» **Quelldokument**
┌──

Romero setzte hingegen voll auf den Masseneffekt – erst in grossen Gruppen entwickeln seine Untoten ihre Gefährlichkeit. Statt des gemächlichen Schlurfens gehen die Zombies des 21. Jahrhunderts hingegen zum Sprint über, um ihre Opfer zu fassen, sobald sie diese lokalisieren. Die erfolgreiche Computerspielserie Left 4 Dead baut ihr gesamtes Gameplay gerade auf diesem Element der andauernd gegen den Spieler anstürmenden Untoten auf, deren Scheinexistenz zwischen Leben und Tod wohl einem übermässigen Konsum von Aufputschmitteln zuzuschreiben wäre.

Auf die Spitze getrieben wurde diese untote Hyperaktivität natürlich von World War Z, wo die Zombies zu einer rasend voranstürmenden und alles verschlingenden menschlichen Flut mutieren. Rund zwölf Sekunden braucht hier das von einem Zombie gebissene Opfer, um sich in einen weiteren Vertreter dieser mit der Geschwindigkeit eines Buschfeuers expandierenden Spezies zu verwandeln – das ist Effizienz. World War Z veranschaulicht auch die Kompromisse, die der Zombie bei seiner kulturindustriellen Karriere eingehen musste. Dieser mainstreamkompatible Zombiefilm muss nahezu vollständig auf Splatter-Effekte verzichten, um ein möglichst breites Publikum zu erreichen. Diese Filmgattung bildet aber traditionell die Heimstätte der exzessiven Verwendung von Splatter- und Gore-Szenen, bei denen ja buchstäblich die (menschlichen) Fetzen fliegen. Hollywood kreierte hier einen sterilen, quasi familientauglichen Unterhaltungsfilm, der einer essenziellen und zugleich kontroversen, subversiven Darstellungsform beraubt wurde. Die „Infizierten“ in World War Z schienen nicht mehr das zu praktizieren, was die Zombies seit jeher taten: Die (noch) Lebenden vor den Augen des schockierten Zuschauers buchstäblich zu verschlingen.

└──

» **Datenauszug**

┌──

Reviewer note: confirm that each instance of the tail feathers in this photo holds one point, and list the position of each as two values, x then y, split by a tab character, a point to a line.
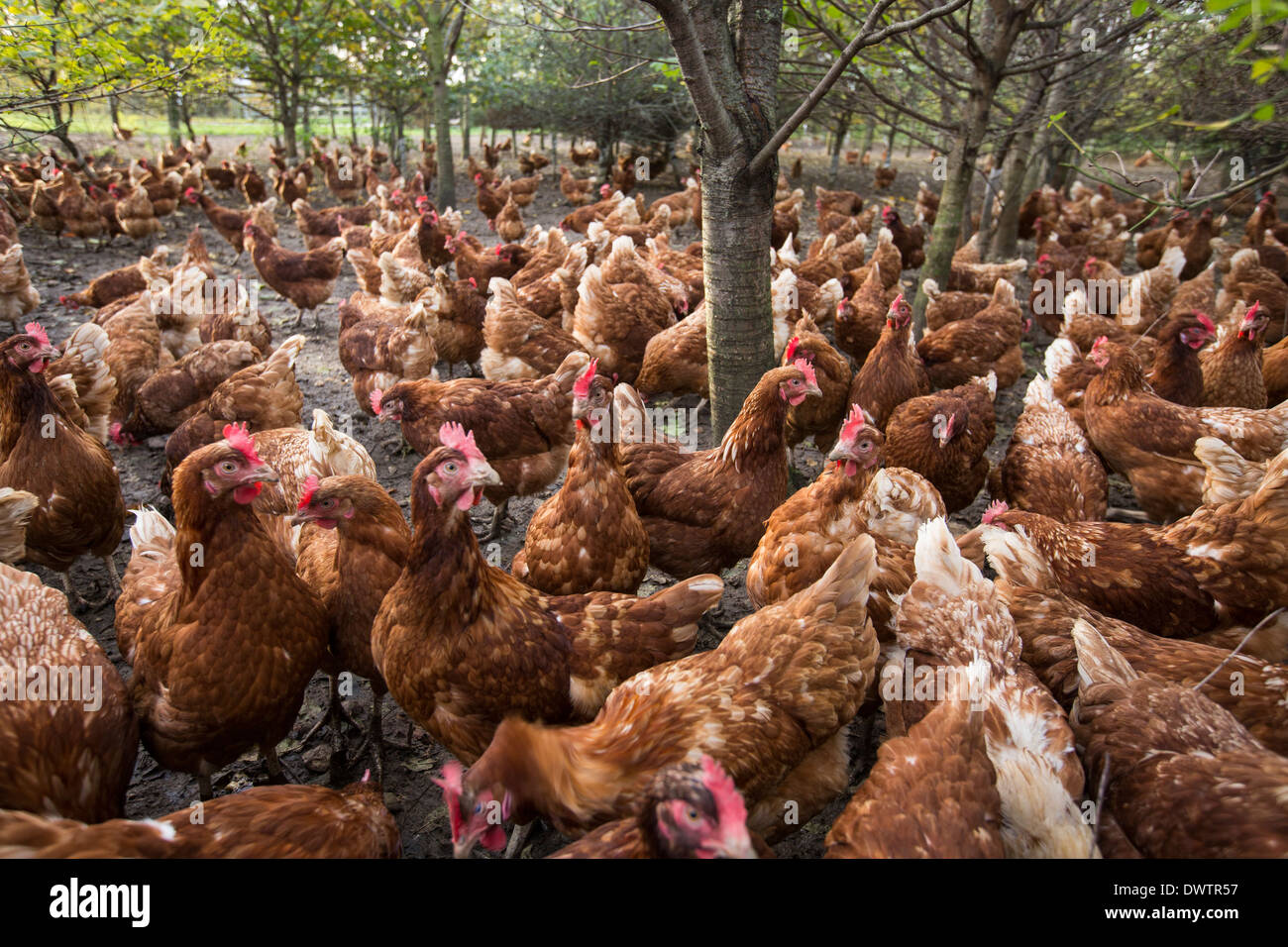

└──

» **Auszuführende Aufgaben**
• 1. Wie lange braucht laut dem Text über Zombies ein gebissenes Opfer in World War Z, um sich zu verwandeln?
• 2. Zitieren Sie aus dem Text über Zombies alles von „Romero setzte hingegen“ bis hinunter zu „Aufputschmitteln zuzuschreiben wäre.“.
• 3. Schreiben Sie den Text über Zombies ab seinem letzten Satz weiter.

» **Gegebene Antworten**
• 1. Rund zwölf Sekunden.

• 2.
Romero setzte hingegen voll auf den Masseneffekt – erst in grossen Gruppen entwickeln seine Untoten ihre Gefährlichkeit. Statt des gemächlichen Schlurfens gehen die Zombies des 21. Jahrhunderts hingegen zum Sprint über, um ihre Opfer zu fassen, sobald sie diese lokalisieren. Die erfolgreiche Computerspielserie Left 4 Dead baut ihr gesamtes Gameplay gerade auf diesem Element der andauernd gegen den Spieler anstürmenden Untoten auf, deren Scheinexistenz zwischen Leben und Tod wohl einem übermässigen Konsum von Aufputschmitteln zuzuschreiben wäre.

• 3.
Der entscheidende Bruch mit den (subversiven) Traditionen dieses Filmgenres, den World War Z vollzieht, findet aber auf der inhaltlichen Ebene statt. Die Gruppen der Überlebenden, die sich der Zombieapokalypse ausgesetzt sehen, sind seit The Night of the Living Dead von Konflikten und Widersprüchen durchzogen, die zumeist parallel zu Zombieangriffen eskalieren. Dies ist bei der Filmadaption von World War Z nicht mehr der Fall, obwohl gerade die Buchvorlage von Max Brooks sich in expliziter Kritik polizeistaatlicher Tendenzen in den USA übt. Das 2006 erschienene Buch ist wie eine Serie scheinbar echter Augenzeugenberichte aufgebaut, in denen nicht nur die Zombieangriffe, sondern auch die willkürlichen und brutalen Übergriffe der Staatsorgane auf Unbeteiligte dargestellt werden. Diese fiktive „Oral History“ des Zombiekrieges liest sich teilweise wie ein sarkastischer Kommentar zu den skandalösen Polizeistaatsexzessen bei der Bewältigung der Flutkatastrophe in New Orleans.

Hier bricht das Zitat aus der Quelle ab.